▼
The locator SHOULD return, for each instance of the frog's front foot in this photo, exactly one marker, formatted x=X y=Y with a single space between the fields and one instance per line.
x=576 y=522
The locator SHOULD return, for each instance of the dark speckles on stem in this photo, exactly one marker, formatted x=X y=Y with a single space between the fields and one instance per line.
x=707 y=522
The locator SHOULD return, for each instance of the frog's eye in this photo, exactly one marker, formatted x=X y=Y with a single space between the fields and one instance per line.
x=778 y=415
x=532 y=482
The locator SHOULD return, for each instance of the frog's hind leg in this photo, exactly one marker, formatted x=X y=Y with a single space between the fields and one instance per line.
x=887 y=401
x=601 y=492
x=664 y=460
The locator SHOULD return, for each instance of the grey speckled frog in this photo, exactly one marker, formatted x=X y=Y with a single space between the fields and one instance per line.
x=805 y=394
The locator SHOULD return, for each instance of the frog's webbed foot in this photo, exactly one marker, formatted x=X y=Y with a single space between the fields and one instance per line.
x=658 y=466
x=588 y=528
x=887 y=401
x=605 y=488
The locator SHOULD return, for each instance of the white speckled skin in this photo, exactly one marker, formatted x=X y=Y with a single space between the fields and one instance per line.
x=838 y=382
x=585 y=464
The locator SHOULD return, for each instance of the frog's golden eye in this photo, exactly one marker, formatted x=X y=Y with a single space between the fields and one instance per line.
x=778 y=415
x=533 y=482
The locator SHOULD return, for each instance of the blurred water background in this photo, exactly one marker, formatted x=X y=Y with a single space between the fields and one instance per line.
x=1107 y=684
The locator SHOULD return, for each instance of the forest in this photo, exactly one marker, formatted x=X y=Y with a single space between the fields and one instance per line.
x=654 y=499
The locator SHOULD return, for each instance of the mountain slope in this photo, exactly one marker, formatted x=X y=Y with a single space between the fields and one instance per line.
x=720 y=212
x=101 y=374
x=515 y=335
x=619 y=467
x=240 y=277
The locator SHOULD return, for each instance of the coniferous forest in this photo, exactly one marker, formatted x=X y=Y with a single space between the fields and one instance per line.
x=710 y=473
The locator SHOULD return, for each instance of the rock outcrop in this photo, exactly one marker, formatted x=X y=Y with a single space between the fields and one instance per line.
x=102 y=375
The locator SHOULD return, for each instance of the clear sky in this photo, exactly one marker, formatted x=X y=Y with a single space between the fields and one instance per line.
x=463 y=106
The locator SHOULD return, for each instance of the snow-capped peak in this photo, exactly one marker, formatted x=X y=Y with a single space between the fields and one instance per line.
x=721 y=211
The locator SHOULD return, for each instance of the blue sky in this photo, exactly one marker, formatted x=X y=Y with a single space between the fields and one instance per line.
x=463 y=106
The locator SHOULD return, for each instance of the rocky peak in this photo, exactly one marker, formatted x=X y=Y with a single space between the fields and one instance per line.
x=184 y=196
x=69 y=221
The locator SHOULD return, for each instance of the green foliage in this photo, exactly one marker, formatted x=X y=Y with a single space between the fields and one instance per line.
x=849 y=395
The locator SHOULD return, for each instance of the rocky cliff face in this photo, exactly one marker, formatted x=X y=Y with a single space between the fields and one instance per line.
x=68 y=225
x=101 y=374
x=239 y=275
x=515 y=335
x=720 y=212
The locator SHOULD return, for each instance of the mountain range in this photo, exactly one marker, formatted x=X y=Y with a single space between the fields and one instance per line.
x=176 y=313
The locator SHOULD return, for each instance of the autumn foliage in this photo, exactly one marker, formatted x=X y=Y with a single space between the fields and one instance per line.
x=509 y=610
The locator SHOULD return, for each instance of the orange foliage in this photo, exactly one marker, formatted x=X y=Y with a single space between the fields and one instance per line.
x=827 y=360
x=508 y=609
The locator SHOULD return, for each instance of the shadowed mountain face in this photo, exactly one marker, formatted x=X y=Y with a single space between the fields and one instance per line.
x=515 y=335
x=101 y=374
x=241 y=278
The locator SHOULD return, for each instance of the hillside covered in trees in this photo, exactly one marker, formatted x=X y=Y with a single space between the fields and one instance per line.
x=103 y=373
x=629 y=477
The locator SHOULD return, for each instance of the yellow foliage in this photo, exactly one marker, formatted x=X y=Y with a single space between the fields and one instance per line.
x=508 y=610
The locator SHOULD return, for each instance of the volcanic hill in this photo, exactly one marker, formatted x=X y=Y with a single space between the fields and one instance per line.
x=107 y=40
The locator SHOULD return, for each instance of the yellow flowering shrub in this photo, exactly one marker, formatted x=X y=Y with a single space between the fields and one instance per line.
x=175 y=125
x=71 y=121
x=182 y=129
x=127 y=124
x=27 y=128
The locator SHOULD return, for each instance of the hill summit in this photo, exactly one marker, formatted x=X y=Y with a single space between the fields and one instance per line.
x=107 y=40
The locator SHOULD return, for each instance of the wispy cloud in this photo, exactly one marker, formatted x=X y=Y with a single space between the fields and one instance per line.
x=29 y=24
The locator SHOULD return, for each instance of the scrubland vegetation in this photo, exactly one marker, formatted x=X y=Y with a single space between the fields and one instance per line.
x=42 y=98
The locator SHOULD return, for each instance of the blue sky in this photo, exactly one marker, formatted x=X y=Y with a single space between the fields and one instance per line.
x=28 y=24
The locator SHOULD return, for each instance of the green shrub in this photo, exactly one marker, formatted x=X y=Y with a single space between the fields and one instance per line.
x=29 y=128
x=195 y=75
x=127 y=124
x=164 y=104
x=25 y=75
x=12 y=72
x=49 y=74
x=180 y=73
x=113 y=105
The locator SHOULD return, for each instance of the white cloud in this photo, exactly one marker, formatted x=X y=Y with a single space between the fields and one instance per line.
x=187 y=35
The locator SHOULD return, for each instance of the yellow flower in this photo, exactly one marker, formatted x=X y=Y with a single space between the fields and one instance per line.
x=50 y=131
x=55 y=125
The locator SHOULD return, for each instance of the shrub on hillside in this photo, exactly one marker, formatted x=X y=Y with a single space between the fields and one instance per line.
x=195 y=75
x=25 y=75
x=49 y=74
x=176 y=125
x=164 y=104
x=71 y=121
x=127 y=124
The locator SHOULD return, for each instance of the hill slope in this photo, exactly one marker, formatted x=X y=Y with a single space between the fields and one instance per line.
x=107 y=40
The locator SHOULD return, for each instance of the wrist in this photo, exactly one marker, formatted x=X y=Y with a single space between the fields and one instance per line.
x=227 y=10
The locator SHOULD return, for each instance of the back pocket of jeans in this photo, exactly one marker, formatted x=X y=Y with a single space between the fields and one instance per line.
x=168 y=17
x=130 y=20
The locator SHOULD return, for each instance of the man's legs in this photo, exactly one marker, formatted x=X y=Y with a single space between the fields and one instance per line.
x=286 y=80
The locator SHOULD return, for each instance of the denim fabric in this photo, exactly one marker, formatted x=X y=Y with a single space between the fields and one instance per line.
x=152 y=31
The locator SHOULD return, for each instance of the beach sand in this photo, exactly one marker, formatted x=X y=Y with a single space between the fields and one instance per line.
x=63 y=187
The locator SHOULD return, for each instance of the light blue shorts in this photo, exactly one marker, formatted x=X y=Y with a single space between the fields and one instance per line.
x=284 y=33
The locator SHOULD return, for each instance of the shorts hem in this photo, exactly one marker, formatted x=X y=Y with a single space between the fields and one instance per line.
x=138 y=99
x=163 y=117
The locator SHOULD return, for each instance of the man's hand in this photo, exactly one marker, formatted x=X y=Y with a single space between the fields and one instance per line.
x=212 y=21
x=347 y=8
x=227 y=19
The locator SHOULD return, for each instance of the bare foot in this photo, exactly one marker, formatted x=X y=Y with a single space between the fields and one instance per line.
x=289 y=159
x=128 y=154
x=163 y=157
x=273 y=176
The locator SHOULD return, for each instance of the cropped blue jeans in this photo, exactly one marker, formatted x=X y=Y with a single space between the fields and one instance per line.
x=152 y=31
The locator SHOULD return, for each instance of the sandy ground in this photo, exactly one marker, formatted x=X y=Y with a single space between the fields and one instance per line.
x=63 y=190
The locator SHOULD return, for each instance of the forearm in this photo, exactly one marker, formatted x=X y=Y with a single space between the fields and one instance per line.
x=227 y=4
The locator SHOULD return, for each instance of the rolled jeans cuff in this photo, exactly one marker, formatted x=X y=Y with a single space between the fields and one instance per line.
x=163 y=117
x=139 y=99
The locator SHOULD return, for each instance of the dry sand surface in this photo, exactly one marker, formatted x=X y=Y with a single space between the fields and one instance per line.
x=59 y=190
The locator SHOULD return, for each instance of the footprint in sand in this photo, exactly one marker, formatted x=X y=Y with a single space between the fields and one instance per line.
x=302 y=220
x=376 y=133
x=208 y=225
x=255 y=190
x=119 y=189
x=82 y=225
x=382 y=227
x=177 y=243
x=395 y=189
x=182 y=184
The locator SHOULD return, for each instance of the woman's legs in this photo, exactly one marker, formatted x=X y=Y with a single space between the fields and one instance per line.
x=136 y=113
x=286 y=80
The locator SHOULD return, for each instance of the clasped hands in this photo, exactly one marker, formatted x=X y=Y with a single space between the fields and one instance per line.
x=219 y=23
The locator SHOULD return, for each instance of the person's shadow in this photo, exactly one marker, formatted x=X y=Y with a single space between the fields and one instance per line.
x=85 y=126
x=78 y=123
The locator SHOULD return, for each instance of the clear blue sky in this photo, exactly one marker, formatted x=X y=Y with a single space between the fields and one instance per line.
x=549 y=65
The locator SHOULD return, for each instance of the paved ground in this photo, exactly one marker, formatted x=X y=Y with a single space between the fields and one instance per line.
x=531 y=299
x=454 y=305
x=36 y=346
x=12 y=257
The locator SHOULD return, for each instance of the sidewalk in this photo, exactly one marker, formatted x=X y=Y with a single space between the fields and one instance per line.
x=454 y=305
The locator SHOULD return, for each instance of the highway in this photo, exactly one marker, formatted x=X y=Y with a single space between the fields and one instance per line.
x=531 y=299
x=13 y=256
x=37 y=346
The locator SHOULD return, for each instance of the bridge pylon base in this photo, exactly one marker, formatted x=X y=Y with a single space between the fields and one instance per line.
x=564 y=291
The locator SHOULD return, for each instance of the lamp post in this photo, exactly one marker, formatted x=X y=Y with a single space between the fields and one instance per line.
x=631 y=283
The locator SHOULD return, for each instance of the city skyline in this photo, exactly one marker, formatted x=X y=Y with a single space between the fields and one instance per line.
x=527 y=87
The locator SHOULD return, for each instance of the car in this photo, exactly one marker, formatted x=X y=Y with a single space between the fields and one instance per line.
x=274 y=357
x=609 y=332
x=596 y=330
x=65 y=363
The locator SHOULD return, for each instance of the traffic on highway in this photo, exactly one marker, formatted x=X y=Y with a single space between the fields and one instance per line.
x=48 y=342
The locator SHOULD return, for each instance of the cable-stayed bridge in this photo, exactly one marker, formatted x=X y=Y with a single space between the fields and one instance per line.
▲
_WHAT IS ASKED_
Copy the records above from the line containing "The locator SHOULD return, for each instance of the frog's hind" through the line containing "x=533 y=482", replacing every "locator" with "pointer" and changing nothing else. Give only those lines.

_ANSWER TO THE PROBLEM_
The pointer SHOULD return, for each instance of the frog's hind leg in this photo, exactly one marker, formatted x=X y=Y with a single space between the fields and one instance per line.
x=887 y=401
x=601 y=492
x=664 y=460
The pointer SHOULD return, for each instance of the grey speckled frog in this photo, exactly one marker, formatted x=X y=Y with a single space between the fields and one instance per line.
x=805 y=394
The pointer SHOULD return, for each instance of the frog's webbed foot in this photo, exactly one marker, formatted x=X y=Y with a single space between the fields and one instance per line.
x=658 y=466
x=588 y=528
x=887 y=401
x=605 y=488
The pointer SHOULD return, for each instance of the white speckled skin in this photo, exactly one marker, formatted x=X y=Y with a single space between the fields and one instance per line.
x=838 y=382
x=585 y=464
The pointer SHOULD return, for each instance of the frog's golden eye in this photo, exactly one marker, formatted x=X y=Y with a single space between the fields and one instance per line.
x=778 y=415
x=533 y=482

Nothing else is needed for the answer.